━━ Selected passage ━━

[Crop Circle Press; 2026]

Deep in rural nowhere, a shadowy organization called The Agency has assigned a small group of people to a strange project. The project’s aim is to broadcast a message using a line of radio towers. From here, things get more complicated. Our narrator, a linguist by profession, has been instructed to create the language in which this message will be transmitted. She is not instructed what the content of the message is supposed to say, or who the intended (or unintended) audience may be. Complicating matters further are the three other people involved in the project. There is Jenny, who is nebulously a mathematician, plus a computer scientist, and an engineer. The Agency, who has brought these four individuals together, has instructed them that they are never to discuss their work with the others.

Immediately it will become clear that the book’s title is the key to unlocking its structure. Written as a series of punchy paragraphs, many as short as one sentence, Concentric Macroscope is a series of stories and ideas that wrap around each other, building with increasing complexity. The effect is like the rings of a tree, radiating outward from a central point, but perhaps the better comparison would be, fittingly, a radio tower. The book is anchored along a couple of sturdy themes (language, connection, loneliness) and each punchy little assertion weaves a latticework between them. In between, negative space and the sky. What may appear to be the sort of “wan little husk” that has come to occupy a sizable chunk of literary fiction reveals itself to be a feat of meticulous engineering.

━━━
━━ Excerpted records ━━

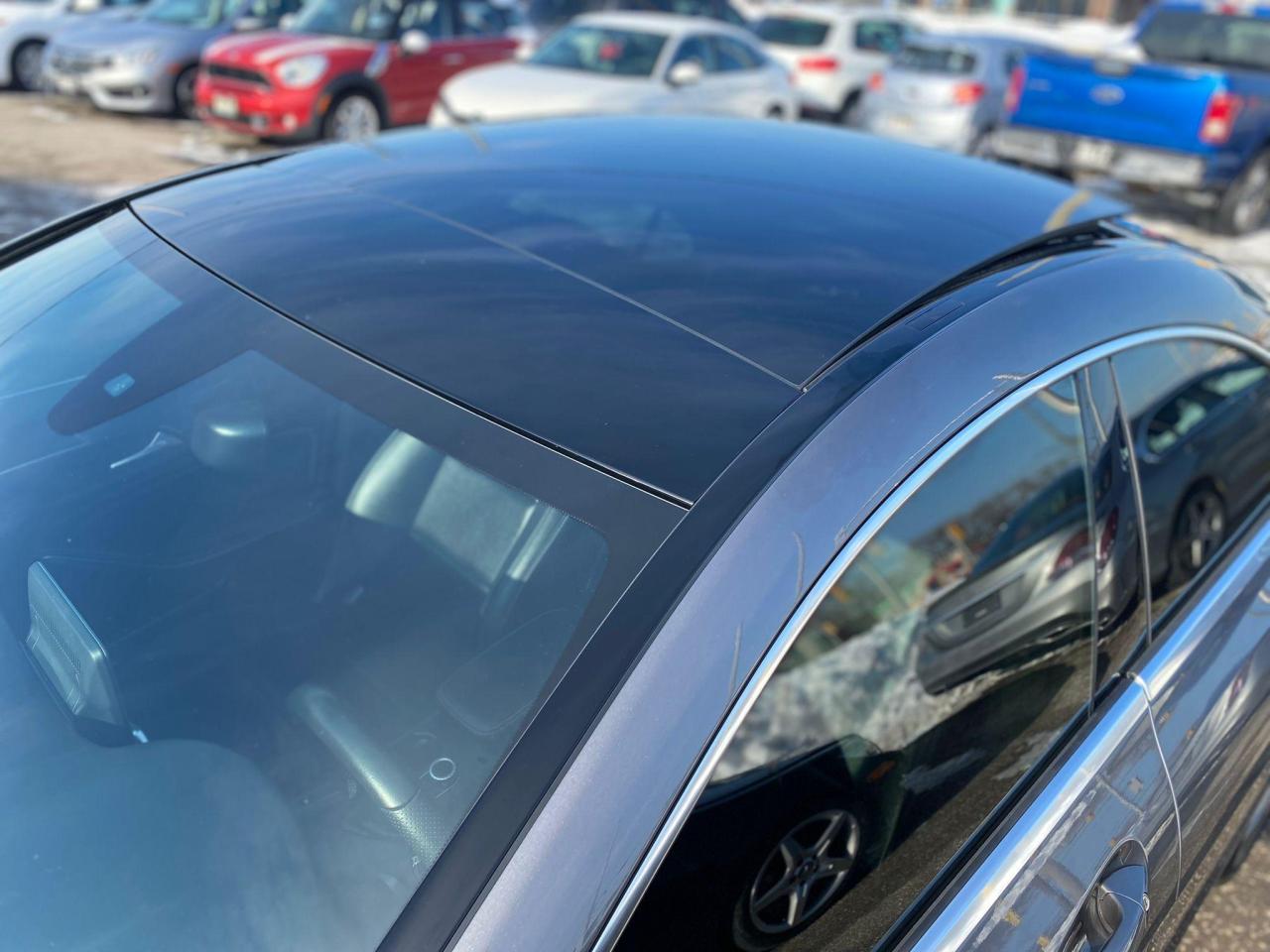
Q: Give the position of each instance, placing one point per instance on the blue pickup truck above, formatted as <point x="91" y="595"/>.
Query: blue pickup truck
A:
<point x="1185" y="109"/>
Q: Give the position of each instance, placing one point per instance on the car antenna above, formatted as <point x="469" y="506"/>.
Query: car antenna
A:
<point x="463" y="123"/>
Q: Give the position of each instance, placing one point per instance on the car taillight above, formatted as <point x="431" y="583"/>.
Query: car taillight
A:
<point x="818" y="63"/>
<point x="1015" y="90"/>
<point x="1218" y="123"/>
<point x="1072" y="552"/>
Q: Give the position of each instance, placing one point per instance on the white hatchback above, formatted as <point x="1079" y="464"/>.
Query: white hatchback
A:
<point x="627" y="62"/>
<point x="830" y="51"/>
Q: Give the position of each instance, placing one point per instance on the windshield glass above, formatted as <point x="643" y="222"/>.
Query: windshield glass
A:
<point x="191" y="13"/>
<point x="270" y="617"/>
<point x="1184" y="36"/>
<point x="790" y="31"/>
<point x="948" y="61"/>
<point x="616" y="53"/>
<point x="365" y="19"/>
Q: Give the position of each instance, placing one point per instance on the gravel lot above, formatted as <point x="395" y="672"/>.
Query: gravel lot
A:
<point x="58" y="155"/>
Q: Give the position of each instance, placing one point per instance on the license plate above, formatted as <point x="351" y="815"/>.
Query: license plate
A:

━━━

#### Objectives
• 1. Translate this sentence from the book review into Spanish: "The project’s aim is to broadcast a message using a line of radio towers."
• 2. Pick up the book review after its final sentence and keep writing.

#### Answers per task
• 1. El objetivo del proyecto es transmitir un mensaje mediante una línea de torres de radio.

• 2.
Perhaps it may be best to approach a book titled Concentric Macroscope by beginning at the center of its strange geometry. Kelly Krumrie‘s impossibly complex, and dizzyingly plotted novella of ideas is the newest in a very specific lineage that encompasses both linguistic philosophy and avant-garde art. She is not the first contemporary writer to place themselves on this family tree, but she may be the first to succeed at it. Krumrie stacks up against twentieth-century titans like Marguerite Duras and David Markson. On this side of the millennium, Concentric Macroscope stands on equal footing with zeitgeist-capturing, decade-defining works like The Argonauts and The Department of Speculation.

Concentric Macroscope is a densely woven tapestry of tone and texture, akin to experimental films like News From Home and Last Year at Marienbad. The events of the novel are not linear in a chronological sense, but do deepen each other as different threads surface and disappear. Characters gain, lose, and regain, their names as we orbit different intersections of past and present. Readers will have to connect the dots, but the end result is a slow accumulation of the different facts, scenes, characters, and details, adding up to our total understanding of the novel. Krumrie pulls off dozens of “lightbulb” moments per page as these connections are forged, and telling the events in simple chronological order would deny readers one of the most immensely gratifying reading experiences of my adult life.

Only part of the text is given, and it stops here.